> Extracted material
—————

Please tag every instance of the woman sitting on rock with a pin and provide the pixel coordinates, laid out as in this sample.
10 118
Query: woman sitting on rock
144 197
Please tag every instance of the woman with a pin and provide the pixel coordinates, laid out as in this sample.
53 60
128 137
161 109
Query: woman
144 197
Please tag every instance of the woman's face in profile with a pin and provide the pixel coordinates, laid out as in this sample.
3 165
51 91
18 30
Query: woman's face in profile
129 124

—————

> Exercise details
Can you copy every line of the material above word for word, changing nothing?

> Written answer
Please tag every instance of the woman sitting on rock with a pin and provide the pixel coordinates, laid out as in this sample.
10 118
Query: woman sitting on rock
144 197
Please tag every instance of the woman with a pin and provide the pixel coordinates, laid out as in this sample.
53 60
128 137
161 109
Query: woman
144 197
Please tag every instance of the woman's face in profile with a pin and provide the pixel coordinates, laid out as in this sample.
3 165
51 91
18 30
Query: woman's face in profile
129 124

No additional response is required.